◆ Brief ◆
Return every line in the entries below that contains the word "hair".

Detection entries:
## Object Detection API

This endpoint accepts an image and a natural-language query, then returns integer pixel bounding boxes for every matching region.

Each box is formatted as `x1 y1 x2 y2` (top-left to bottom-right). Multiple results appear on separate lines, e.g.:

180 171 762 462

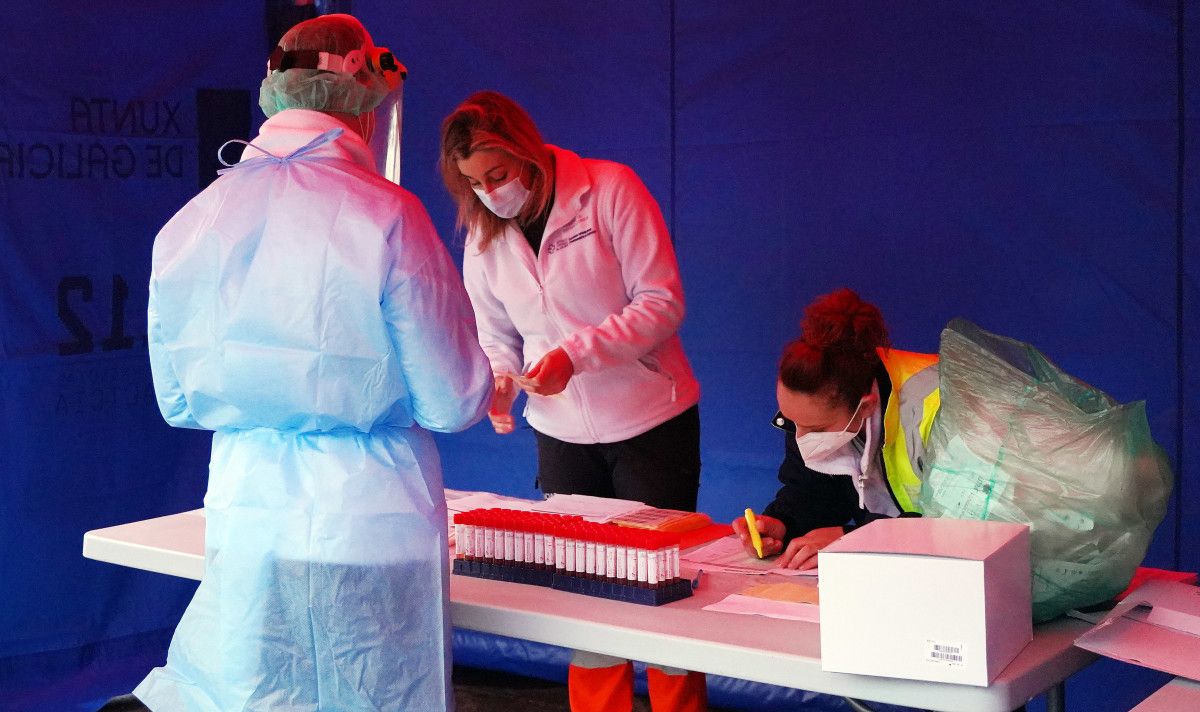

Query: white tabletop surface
84 510 1099 712
1129 677 1200 712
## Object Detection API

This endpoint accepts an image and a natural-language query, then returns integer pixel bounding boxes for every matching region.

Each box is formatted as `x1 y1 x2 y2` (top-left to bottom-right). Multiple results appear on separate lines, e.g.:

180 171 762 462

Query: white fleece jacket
463 146 700 443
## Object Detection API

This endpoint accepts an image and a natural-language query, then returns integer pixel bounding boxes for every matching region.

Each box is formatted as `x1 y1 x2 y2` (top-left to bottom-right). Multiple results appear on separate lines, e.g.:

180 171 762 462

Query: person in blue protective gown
127 16 493 712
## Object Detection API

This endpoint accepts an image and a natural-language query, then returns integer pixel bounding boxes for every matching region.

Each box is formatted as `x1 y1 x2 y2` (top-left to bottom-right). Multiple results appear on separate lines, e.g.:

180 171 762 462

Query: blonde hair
439 91 554 252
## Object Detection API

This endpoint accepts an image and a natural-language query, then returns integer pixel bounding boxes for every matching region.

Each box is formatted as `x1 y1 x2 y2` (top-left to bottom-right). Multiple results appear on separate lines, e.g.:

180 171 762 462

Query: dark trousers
534 406 700 511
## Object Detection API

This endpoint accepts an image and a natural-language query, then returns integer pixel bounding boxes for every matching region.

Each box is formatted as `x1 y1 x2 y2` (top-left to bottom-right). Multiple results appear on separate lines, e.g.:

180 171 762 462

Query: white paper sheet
530 495 646 522
703 593 821 623
680 534 817 576
446 490 540 511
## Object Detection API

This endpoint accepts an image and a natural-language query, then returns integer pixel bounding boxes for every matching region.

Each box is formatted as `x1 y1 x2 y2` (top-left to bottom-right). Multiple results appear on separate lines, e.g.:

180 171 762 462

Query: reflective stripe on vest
877 348 942 511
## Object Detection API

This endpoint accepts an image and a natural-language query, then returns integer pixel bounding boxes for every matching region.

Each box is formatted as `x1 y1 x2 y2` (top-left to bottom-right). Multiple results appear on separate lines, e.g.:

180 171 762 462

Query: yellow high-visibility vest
876 348 942 513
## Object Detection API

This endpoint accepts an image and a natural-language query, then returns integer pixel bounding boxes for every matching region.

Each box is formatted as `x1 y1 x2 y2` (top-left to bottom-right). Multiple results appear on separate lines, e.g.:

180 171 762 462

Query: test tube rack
452 509 691 605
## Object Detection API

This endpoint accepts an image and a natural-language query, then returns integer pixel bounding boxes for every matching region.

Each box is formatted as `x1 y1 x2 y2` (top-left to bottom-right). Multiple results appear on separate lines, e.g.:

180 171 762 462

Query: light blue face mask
472 166 532 220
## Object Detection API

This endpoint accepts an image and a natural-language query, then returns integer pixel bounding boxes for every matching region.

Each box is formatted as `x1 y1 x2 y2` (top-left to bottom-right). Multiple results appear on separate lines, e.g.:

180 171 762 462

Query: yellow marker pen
746 507 762 558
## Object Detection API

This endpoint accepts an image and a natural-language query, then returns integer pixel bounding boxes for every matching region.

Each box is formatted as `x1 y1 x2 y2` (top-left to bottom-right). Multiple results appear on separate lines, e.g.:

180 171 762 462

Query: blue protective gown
134 109 492 712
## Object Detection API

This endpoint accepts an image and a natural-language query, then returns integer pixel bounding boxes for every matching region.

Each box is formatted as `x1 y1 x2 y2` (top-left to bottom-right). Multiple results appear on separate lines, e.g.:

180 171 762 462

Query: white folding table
83 510 1096 712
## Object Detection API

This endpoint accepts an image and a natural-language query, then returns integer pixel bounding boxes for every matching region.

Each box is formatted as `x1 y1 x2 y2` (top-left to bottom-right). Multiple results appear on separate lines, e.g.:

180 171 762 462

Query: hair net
258 14 390 116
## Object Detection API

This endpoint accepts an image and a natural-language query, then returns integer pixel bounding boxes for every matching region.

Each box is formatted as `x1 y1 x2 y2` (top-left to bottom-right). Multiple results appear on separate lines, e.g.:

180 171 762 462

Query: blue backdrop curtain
0 0 1200 710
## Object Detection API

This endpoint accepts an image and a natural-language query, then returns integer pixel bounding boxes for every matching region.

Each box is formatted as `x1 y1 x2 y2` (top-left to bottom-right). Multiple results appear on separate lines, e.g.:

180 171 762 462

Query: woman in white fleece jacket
440 91 703 711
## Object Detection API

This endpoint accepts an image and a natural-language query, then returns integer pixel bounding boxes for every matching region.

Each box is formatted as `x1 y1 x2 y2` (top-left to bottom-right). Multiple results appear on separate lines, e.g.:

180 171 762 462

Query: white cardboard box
818 517 1033 686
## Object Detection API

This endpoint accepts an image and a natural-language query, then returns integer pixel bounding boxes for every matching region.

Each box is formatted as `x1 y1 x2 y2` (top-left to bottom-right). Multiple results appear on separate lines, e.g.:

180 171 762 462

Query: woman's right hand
731 514 787 557
487 376 517 435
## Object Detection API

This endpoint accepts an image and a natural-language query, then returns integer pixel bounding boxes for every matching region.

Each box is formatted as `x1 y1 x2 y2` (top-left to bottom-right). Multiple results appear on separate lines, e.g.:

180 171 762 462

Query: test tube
454 511 467 558
596 525 604 581
481 510 496 563
575 521 588 578
517 514 534 569
625 531 637 586
563 525 577 576
583 525 599 579
554 520 575 574
500 509 516 566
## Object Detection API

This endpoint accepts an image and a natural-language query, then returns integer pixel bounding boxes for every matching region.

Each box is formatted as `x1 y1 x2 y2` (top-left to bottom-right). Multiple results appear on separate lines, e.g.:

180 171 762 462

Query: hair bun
800 288 888 360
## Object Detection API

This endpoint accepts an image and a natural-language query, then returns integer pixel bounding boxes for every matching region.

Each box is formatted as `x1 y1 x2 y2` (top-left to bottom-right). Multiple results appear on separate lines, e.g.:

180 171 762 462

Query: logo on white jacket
546 227 596 255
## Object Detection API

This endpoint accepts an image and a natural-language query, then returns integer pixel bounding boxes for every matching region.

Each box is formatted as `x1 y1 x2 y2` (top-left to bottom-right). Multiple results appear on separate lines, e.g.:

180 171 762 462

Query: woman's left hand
775 527 844 572
524 348 575 395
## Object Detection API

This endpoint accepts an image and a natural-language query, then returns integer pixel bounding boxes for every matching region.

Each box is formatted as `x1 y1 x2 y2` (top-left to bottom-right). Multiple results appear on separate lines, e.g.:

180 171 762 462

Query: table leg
1046 680 1067 712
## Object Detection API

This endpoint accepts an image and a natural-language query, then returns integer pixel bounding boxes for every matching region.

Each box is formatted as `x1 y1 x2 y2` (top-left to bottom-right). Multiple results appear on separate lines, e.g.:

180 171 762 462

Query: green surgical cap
258 14 389 116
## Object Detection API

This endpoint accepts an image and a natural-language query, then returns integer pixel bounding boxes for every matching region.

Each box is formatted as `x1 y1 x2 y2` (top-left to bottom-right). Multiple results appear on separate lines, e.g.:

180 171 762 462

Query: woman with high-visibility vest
733 288 940 569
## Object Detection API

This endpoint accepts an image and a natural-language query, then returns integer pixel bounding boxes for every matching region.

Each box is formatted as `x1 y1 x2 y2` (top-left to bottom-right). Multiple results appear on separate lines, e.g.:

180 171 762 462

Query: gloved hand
487 376 517 435
731 514 787 557
524 347 575 395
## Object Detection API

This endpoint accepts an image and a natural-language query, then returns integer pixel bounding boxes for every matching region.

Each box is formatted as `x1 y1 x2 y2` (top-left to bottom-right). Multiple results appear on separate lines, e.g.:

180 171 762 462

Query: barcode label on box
925 640 966 668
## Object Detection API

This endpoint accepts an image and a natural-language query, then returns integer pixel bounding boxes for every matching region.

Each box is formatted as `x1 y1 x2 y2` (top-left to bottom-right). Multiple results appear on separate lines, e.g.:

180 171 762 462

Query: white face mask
470 169 530 220
796 400 865 475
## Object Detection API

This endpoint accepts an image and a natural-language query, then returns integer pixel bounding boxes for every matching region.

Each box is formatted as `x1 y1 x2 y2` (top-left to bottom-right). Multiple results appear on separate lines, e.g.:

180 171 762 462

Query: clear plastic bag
919 319 1174 622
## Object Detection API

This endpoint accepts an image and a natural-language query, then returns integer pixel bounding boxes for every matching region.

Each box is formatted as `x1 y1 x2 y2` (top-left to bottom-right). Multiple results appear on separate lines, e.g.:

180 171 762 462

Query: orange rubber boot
566 660 634 712
646 668 708 712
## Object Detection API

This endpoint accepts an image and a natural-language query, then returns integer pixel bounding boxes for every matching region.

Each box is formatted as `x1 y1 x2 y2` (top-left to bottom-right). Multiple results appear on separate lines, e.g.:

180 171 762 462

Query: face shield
367 48 408 185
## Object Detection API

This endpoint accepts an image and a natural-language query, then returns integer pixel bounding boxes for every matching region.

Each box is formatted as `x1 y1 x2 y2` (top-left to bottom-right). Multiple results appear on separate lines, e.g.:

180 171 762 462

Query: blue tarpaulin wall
0 0 1200 710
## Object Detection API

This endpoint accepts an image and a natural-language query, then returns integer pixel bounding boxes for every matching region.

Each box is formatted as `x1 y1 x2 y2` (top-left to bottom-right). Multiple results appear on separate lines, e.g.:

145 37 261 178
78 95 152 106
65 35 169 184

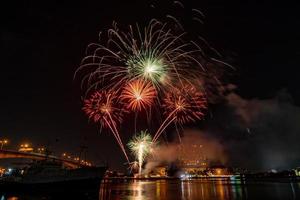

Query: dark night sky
0 0 300 170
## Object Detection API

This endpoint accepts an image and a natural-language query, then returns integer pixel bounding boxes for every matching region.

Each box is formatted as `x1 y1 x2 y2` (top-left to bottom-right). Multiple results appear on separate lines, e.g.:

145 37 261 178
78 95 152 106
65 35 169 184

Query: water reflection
0 180 300 200
99 180 300 200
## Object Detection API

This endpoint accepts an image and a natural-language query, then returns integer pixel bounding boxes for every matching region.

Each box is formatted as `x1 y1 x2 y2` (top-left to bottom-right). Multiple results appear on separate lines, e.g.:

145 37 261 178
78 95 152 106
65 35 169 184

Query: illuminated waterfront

◆ Correct output ◆
Query: blonde hair
Query: hair net
Query: hair bun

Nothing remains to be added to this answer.